[Extract to read]
Paul Ryan has a way of disarming people at his town hall meetings.
"Hi everybody!" he calls out cheerfully as he strides into the high school gym in Franklin, Wisconsin, holding the microphone talk-show-host style. "Wow! We never used to get so many people at these events." After a few outraged voters made the national news confronting the Republican Budget Committee chairman, Ryan has begun acknowledging that his controversial budget proposal stirs passions, and urges his constituents to share their views openly and politely in front of the cameras.
"We all have strong opinions," he says. "Let's show people we can have a civil debate."
It works. Ryan's friendly, open demeanor relaxes the crowd. So does his pitch that his budget is really not as radical as they've heard -- and that it won't touch them personally.
"How many of you are fifty-five or over?" he asks the crowd in Franklin. Nearly every hand goes up. "This won't affect you," he says.
As he flips through PowerPoint slides, talking fast the whole time, he unleashes a cascade of charts and graphs he says show our economy being crushed under the weight of government spending.
"Welfare reform worked well in the 1990s, but it only reformed one program," he says. "We need to reform the other entitlements."
This is a stunning assertion. Welfare reform eliminated a pillar of the New Deal. For years, politicians have been afraid to touch Medicare and Social Security, because they are crucial protections not just for poor, disenfranchised women and children, who lost AFDC, but for middle-class retirees who vote in large numbers.
Add to this Ryan's advocacy for permanently extending the Bush tax cuts for the wealthy and $4 trillion in spending cuts mainly to programs that serve people with low and moderate incomes, and you have the boldest effort ever to fulfill the rightwing ambition of destroying government.
But Ryan presents it with a smile. "People say this is so draconian -- that we're hurting children. The rhetoric is pretty overwhelming," he says.
When people attack his plan, like a woman wearing a Wisconsin solidarity t-shirt , who told Ryan that his budget is "balanced on the backs of the poor," and pointed out that we have "the lowest taxes on the rich ever," he leans forward and nods and praises her politeness.
"Some people say, 'Just raise taxes,'" Ryan says. "Trust me, it's mathematically impossible," to fix the deficit that way.
He displays a bar graph showing how closing tax loopholes (but keeping taxes low) would affect top earners much more than lower-income people. Voila! His tax plan looks progressive!
To a constituent who says that the entire deficit was created by Republican tax cuts and unfunded wars, Ryan says: "We just disagree from an economic perspective, but I appreciate your point."
Taxing "economic producers," he says, will cost jobs and hurt competitiveness.
[/Extract to read]
[Recorded data]
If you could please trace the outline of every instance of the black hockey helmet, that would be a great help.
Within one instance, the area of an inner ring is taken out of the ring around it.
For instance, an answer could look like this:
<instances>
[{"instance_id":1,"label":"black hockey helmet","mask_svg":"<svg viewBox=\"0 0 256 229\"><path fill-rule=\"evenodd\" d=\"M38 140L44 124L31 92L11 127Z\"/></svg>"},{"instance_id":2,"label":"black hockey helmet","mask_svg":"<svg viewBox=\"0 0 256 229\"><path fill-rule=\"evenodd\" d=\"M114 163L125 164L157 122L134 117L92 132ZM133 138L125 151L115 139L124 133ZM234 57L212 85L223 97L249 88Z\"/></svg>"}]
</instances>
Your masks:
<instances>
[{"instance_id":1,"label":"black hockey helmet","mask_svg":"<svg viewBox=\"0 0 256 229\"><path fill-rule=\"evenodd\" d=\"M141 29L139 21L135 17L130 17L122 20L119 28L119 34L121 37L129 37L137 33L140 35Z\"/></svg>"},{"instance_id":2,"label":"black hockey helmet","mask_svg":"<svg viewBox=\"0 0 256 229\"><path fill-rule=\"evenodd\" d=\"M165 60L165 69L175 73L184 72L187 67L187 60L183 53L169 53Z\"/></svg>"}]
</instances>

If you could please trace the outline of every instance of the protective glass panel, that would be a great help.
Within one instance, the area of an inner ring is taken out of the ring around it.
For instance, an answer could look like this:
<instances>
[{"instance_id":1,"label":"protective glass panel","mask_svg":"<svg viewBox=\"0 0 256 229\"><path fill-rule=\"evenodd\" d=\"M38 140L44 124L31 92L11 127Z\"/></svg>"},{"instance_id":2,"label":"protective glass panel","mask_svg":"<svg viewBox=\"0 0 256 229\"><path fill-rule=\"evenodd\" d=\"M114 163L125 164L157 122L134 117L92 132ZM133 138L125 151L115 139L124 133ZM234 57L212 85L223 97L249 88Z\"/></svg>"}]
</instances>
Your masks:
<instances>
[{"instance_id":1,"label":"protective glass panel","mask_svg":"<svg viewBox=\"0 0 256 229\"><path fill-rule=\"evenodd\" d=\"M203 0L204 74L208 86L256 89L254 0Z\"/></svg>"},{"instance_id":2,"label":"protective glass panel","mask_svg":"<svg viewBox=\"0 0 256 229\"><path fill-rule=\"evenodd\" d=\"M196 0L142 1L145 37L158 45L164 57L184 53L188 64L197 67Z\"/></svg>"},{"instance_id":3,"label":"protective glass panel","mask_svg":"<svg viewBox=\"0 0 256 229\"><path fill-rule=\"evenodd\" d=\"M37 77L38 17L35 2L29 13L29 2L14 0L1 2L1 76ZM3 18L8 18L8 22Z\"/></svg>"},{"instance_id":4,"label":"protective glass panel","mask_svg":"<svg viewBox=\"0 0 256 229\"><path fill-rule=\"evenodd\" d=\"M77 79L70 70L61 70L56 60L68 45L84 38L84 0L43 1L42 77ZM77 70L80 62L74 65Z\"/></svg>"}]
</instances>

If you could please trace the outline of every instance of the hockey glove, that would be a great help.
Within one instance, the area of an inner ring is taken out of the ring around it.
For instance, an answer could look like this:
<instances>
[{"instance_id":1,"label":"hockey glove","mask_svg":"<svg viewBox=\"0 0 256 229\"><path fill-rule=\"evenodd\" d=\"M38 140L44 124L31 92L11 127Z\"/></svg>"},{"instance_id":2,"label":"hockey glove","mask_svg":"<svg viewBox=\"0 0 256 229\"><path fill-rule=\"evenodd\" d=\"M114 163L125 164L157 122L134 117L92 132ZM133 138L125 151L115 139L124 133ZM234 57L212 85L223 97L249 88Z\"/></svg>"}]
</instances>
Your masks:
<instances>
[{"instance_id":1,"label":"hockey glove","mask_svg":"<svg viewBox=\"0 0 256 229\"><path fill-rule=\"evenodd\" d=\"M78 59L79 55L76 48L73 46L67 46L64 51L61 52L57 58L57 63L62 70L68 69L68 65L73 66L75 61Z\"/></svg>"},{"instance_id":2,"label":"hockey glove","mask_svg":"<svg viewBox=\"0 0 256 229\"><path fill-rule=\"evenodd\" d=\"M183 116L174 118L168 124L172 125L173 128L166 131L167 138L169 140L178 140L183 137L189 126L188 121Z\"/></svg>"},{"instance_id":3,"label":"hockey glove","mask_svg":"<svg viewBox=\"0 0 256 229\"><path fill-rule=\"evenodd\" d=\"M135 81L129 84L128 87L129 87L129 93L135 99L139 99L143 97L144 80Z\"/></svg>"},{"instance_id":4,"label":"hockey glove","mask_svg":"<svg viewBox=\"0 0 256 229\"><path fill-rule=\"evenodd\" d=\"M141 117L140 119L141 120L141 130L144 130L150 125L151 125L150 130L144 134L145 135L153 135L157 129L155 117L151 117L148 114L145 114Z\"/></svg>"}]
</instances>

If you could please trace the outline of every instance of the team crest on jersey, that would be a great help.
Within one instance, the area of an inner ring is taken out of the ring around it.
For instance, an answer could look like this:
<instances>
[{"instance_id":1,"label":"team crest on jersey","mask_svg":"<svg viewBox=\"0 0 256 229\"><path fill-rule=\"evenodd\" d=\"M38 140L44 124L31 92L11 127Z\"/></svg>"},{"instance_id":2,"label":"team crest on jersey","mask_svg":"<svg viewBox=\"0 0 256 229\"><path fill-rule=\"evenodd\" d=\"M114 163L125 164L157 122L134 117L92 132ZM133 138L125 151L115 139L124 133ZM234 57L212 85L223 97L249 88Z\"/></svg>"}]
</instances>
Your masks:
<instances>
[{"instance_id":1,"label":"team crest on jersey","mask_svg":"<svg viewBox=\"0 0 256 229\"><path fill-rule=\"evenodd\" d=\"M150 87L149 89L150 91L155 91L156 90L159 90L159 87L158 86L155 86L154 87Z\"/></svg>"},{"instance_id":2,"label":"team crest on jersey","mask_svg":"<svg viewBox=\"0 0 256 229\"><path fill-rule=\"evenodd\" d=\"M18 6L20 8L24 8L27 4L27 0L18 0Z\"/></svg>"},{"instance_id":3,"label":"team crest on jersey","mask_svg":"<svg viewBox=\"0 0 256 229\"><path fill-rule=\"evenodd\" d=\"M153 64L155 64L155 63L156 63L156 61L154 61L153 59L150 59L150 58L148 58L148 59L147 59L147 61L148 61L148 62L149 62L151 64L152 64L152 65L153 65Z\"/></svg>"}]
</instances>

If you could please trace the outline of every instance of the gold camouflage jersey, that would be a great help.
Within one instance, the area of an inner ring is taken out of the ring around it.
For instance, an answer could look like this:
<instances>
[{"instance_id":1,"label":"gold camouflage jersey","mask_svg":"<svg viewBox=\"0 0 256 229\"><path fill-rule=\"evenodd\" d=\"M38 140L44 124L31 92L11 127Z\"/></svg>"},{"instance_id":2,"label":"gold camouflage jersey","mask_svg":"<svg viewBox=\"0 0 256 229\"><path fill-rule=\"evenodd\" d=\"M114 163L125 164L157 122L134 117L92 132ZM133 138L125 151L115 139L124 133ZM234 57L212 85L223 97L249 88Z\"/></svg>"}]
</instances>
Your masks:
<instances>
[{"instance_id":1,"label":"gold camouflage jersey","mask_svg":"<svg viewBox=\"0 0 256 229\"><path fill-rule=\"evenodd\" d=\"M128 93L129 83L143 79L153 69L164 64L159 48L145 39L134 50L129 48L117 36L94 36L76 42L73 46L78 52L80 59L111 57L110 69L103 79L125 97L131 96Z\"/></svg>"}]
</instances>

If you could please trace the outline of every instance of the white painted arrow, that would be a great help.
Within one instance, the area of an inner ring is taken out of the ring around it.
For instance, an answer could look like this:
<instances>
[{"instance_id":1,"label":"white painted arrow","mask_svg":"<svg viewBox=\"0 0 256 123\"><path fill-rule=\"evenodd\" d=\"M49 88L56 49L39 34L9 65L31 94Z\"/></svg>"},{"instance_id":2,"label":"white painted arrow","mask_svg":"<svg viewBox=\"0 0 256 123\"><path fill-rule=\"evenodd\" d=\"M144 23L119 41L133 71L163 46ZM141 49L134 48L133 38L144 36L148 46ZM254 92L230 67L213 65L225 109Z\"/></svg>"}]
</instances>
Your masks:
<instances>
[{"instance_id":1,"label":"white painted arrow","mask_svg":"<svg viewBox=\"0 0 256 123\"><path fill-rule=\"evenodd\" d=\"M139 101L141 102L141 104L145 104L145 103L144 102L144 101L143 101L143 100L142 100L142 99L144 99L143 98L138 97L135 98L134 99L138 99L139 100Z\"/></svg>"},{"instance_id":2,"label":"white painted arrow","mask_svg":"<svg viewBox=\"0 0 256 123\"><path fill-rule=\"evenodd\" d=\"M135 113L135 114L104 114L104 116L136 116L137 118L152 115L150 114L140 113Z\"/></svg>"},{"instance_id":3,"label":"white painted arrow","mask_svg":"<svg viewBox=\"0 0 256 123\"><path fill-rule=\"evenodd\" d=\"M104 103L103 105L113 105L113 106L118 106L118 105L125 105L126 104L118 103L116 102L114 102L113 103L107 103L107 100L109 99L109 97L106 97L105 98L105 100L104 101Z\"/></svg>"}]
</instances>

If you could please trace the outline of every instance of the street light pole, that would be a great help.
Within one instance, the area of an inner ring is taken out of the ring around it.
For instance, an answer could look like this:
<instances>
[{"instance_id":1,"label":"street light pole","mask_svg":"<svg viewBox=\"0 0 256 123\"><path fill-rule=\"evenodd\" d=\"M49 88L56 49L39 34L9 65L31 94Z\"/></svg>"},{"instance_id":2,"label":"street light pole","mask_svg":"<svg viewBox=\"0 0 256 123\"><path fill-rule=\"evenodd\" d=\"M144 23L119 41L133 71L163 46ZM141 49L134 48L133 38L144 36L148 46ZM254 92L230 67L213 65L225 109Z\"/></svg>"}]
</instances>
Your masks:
[/Recorded data]
Please output the part of the Paul Ryan article starting with "But Ryan presents" and going on through "deficit that way.", copied word for word.

But Ryan presents it with a smile. "People say this is so draconian -- that we're hurting children. The rhetoric is pretty overwhelming," he says.
When people attack his plan, like a woman wearing a Wisconsin solidarity t-shirt , who told Ryan that his budget is "balanced on the backs of the poor," and pointed out that we have "the lowest taxes on the rich ever," he leans forward and nods and praises her politeness.
"Some people say, 'Just raise taxes,'" Ryan says. "Trust me, it's mathematically impossible," to fix the deficit that way.